• [Text]:
At first sight, this may suggest a policy success with local benefits. Yet the case of SRPD in Bromont does not stand up to detailed scrutiny from a regional development perspective. The dominant drivers are industrial and geopolitical in nature, while place-based arguments are mobilised more as legitimising narrative than as substantive objective. Indeed, the promise of broader development outcomes is part of the discourse, but for many actors it remains uncertain whether the zone will really generate regional benefits. One interviewee put it succinctly:

“We have been here 50 years. … Despite the presence of two major firms and of C2MI, one can’t say that we have developed a flourishing zone. So … if, say, in the next five years we really, really, attain a new level of development, then it will prove that the zone really did it. Because ‘nature’ didn’t manage it alone over 50 years..”

Regional Outcomes and Narratives

As such, the case of Bromont shows both promise and tension. On the one hand, new investments may strengthen Canada’s position in global semiconductor supply chains, expand research capacity, and may attract additional start-ups. On the other hand, they also bring challenges. Bromont is already a relatively prosperous community, and the influx of new investments adds pressure to an area that faces acute labour and housing shortages and strained infrastructure. Surrounding municipalities risk carrying many of the costs without sharing in the additional tax revenues.

A closer look reveals that regional development serves as a powerful narrative. Policymakers invoke it to legitimise industrial policy, even if the concrete objectives remain geopolitical and industrial. Local actors can buy into this narrative because they stand to benefit, but many remain cautious. The rhetoric of development thus operates as a federating story – bringing together actors who otherwise pursue very different agendas.

Policy Implications

What does this tell us about the new geography of industrial ambitions? First, it highlights the need to align industrial and regional objectives early. Without such alignment, SRPD may exacerbate spatial inequalities rather than reduce them. Second, it reminds us that relying on a handful of global firms does not guarantee local spillovers. Broader participation, capacity-building, and genuine community involvement are crucial to ensure that industrial policy translates into long-term development. Finally, the case illustrates the risks of subsidy races and geopolitical escalation, which may create fragile development trajectories dependent on continuous state support and potentially delay sustainability transitions (Edler et al., 2023; Trippl et al., 2024).

(Coordinate annotation entries)
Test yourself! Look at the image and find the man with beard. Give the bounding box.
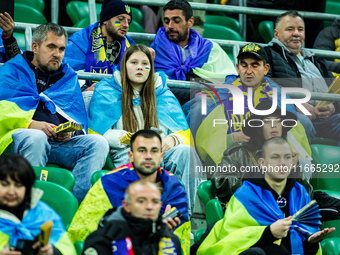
[84,180,182,255]
[68,130,190,254]
[0,23,109,203]
[65,0,135,90]
[150,0,236,104]
[265,10,340,146]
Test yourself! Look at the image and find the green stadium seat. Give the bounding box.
[13,31,26,50]
[321,237,340,255]
[14,3,47,24]
[311,137,338,146]
[197,180,215,206]
[33,166,76,190]
[310,144,340,164]
[73,241,84,255]
[257,20,274,43]
[66,1,102,27]
[324,0,340,27]
[91,170,110,185]
[34,181,78,229]
[205,15,241,33]
[15,0,45,12]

• [Required tasks]:
1. Answer these questions using the text on Bromont:
(a) How many years does the interviewee say they have been there?
(b) Which two shortages does the area already face?
(c) Which three things does the text call crucial for industrial policy to translate into long-term development?
2. Render this sentence from the text on Bromont in Spanish: "Second, it reminds us that relying on a handful of global firms does not guarantee local spillovers."
3. Return the part of the text on Bromont starting with "A closer look" and going on through "very different agendas.".
None of the lines is needed for this work.

• [Expected results]:
1.
(a) 50 years.
(b) Labour and housing shortages.
(c) Broader participation, capacity-building, and genuine community involvement.

2. En segundo lugar, nos recuerda que depender de un puñado de empresas globales no garantiza efectos indirectos locales.

3.
A closer look reveals that regional development serves as a powerful narrative. Policymakers invoke it to legitimise industrial policy, even if the concrete objectives remain geopolitical and industrial. Local actors can buy into this narrative because they stand to benefit, but many remain cautious. The rhetoric of development thus operates as a federating story – bringing together actors who otherwise pursue very different agendas.